▶ [Task list]:
A. Edit the General Mills article from "MINNEAPOLIS — General" to "chief financial officer." and write that part out again, changing "chief financial officer" to "CFO".
B. Pick up the article on General Mills and contract manufacturing after its last sentence and keep writing.

▶ [Excerpted text]:
--------------------------------

General Mills strives to scale back contract manufacturing

General Mills strives to scale back contract manufacturing

MINNEAPOLIS — General Mills, Inc. plans to cut back on contract manufacturing once pandemic-fueled demand for its food and beverage products levels off, said Kofi Bruce, chief financial officer.

In an interview with The Wall Street Journal, Mr. Bruce said the Minneapolis-based maker of Cheerios and Betty Crocker enlisted approximately 200 contract manufacturers prior to the coronavirus (COVID-19) lockdown in March 2020. As demand for its products ramped up, the company signed up an additional 50 new contract manufacturers, he said.

The plan, Mr. Bruce told the WSJ, is for General Mills to cut back on contract manufacturing as quickly as possible as the process costs more and cuts into a product’s gross margin.

“If demand starts to taper off, that is the capacity that we will shed first,” Mr. Bruce said. “There is a fair amount of flexibility.”

--------------------------------

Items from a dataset
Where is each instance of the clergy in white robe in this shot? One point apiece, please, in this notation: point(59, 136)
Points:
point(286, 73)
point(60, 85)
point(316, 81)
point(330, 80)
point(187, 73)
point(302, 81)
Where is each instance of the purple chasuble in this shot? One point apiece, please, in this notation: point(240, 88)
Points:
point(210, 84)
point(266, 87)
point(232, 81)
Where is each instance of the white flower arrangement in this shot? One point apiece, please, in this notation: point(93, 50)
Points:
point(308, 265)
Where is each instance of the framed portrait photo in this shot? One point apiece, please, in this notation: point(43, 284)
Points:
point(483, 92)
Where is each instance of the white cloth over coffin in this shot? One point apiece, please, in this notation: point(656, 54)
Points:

--------------------------------

▶ [Responses in order]:
A.
MINNEAPOLIS — General Mills, Inc. plans to cut back on contract manufacturing once pandemic-fueled demand for its food and beverage products levels off, said Kofi Bruce, CFO.

B.
Mr. Bruce told the WSJ that General Mills also has its eye on other costs, such as rising commodity prices and other inflation. Industry also has experienced an uptick in costs related to packaging materials, energy and transportation in recent months.

He said higher freight costs are “costing us extra,” primarily because General Mills doesn’t have fixed rates for the shipments it is receiving from external suppliers.

The company could raise prices to offset the increase in inflation, but at this point doesn’t have plans to do so, Mr. Bruce said.